__TASK BRIEF__
Count the lines of the material below that contain the string "lawn", matching case exactly. Give only the number.

------------------------

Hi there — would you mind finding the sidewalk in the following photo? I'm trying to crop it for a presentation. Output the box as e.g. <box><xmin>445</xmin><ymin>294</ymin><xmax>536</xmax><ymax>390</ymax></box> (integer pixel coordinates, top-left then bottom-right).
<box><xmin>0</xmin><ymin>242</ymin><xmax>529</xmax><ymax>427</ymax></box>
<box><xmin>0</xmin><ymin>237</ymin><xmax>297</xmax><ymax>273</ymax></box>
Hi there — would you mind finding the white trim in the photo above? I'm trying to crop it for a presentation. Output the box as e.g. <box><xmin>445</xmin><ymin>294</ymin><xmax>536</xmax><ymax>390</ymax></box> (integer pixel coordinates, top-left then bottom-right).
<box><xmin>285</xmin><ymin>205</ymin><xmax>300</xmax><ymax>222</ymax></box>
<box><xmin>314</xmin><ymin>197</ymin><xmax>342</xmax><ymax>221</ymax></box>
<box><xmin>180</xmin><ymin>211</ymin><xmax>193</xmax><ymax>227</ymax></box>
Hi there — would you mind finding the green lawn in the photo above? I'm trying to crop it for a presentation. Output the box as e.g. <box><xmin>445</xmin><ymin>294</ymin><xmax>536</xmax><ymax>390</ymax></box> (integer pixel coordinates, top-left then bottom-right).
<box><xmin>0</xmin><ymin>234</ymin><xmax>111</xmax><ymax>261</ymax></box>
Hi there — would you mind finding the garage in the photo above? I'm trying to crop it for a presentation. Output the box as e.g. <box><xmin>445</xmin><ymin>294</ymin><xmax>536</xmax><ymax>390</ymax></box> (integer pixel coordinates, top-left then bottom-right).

------------------------

__PROBLEM SOLUTION__
1